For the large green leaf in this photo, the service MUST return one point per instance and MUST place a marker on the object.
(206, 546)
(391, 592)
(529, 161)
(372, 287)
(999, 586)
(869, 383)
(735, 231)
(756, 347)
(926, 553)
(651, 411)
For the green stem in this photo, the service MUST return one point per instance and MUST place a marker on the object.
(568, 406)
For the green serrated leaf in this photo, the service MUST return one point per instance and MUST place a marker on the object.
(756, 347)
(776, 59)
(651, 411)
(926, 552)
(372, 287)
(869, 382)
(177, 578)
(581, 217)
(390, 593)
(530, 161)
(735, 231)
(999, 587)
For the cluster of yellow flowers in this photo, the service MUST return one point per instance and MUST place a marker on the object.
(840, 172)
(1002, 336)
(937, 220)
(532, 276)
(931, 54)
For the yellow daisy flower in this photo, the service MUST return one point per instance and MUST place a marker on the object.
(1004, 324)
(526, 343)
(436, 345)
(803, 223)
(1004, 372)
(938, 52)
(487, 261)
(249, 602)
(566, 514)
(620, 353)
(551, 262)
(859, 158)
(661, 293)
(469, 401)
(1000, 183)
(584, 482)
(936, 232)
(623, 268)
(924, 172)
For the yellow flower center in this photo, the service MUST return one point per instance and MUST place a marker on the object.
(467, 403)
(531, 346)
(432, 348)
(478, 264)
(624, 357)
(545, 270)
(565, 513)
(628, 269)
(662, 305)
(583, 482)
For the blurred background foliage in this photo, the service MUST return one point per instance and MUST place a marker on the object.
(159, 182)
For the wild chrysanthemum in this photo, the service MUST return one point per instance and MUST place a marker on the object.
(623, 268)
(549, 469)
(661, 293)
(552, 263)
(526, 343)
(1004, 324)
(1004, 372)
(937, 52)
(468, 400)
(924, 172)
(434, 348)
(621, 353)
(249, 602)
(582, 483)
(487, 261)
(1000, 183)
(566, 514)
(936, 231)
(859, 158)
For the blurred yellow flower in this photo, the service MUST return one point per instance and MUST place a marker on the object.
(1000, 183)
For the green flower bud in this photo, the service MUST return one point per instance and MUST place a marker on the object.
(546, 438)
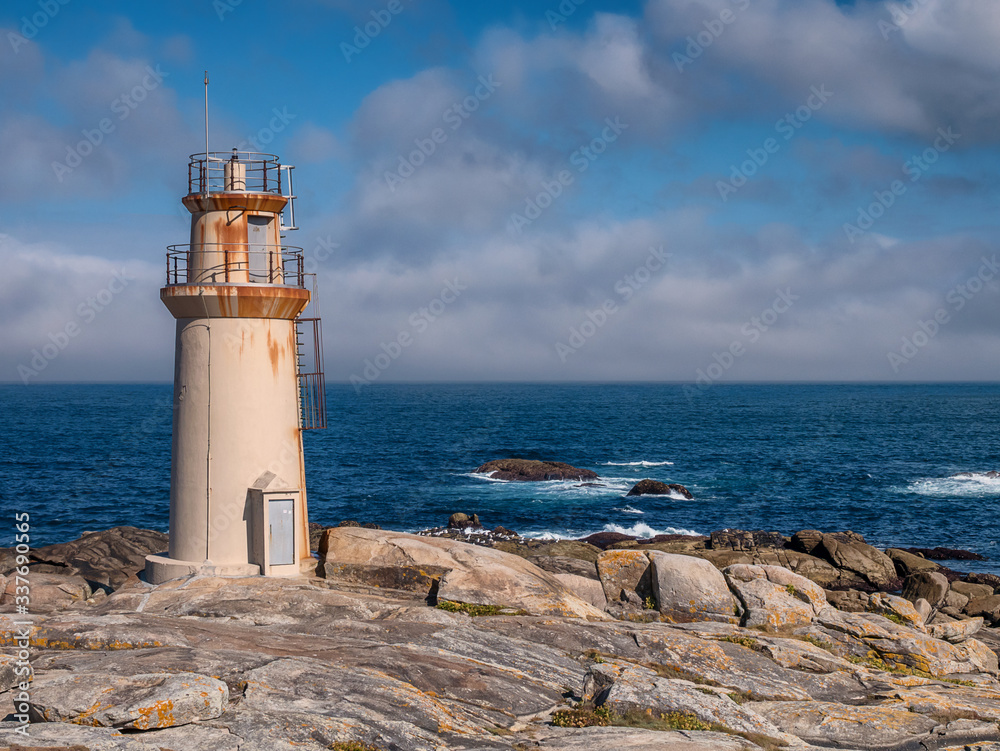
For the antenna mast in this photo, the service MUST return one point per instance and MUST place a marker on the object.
(205, 183)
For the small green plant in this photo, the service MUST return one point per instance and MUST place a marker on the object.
(744, 641)
(582, 717)
(817, 643)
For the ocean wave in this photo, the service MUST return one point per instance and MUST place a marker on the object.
(488, 476)
(962, 485)
(641, 529)
(636, 464)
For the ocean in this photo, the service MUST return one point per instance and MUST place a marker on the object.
(877, 459)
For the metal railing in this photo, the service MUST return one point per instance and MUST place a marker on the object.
(234, 171)
(235, 263)
(312, 380)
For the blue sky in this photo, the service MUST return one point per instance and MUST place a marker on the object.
(751, 141)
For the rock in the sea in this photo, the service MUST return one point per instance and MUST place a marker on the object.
(530, 470)
(50, 592)
(689, 589)
(907, 563)
(458, 520)
(139, 702)
(472, 574)
(774, 598)
(741, 539)
(929, 585)
(655, 487)
(972, 590)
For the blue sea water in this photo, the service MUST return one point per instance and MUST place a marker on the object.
(877, 459)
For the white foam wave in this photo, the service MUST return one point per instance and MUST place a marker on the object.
(488, 476)
(641, 529)
(963, 485)
(636, 464)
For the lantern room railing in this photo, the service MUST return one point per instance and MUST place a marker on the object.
(234, 171)
(235, 263)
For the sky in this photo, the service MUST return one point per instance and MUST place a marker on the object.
(697, 191)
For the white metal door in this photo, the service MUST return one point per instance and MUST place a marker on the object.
(281, 520)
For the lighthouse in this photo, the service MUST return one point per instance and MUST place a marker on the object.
(248, 376)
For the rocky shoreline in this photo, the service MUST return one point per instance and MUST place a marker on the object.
(470, 638)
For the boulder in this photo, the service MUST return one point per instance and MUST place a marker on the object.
(139, 702)
(586, 588)
(897, 609)
(848, 600)
(688, 589)
(907, 563)
(107, 558)
(561, 564)
(529, 470)
(472, 574)
(955, 631)
(50, 592)
(929, 585)
(623, 572)
(955, 600)
(655, 487)
(972, 591)
(774, 598)
(638, 688)
(987, 607)
(869, 564)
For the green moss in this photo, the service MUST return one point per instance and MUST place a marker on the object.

########

Given task: Copy out the rows from the line containing "For the boulder" through the end of the rows, with "service" renamed to "system" and everything else unchanged.

Right answer:
For the boulder in this photo, the system MUST return one point per instance and MUST place a marker on the object.
(139, 702)
(586, 588)
(897, 609)
(848, 600)
(688, 589)
(907, 563)
(107, 558)
(561, 564)
(529, 470)
(472, 574)
(955, 631)
(50, 592)
(929, 585)
(623, 572)
(955, 600)
(655, 487)
(972, 591)
(774, 598)
(638, 688)
(987, 607)
(869, 564)
For the green moss in this photo, the system MUST return one point per instance and MUST place a marker on the object.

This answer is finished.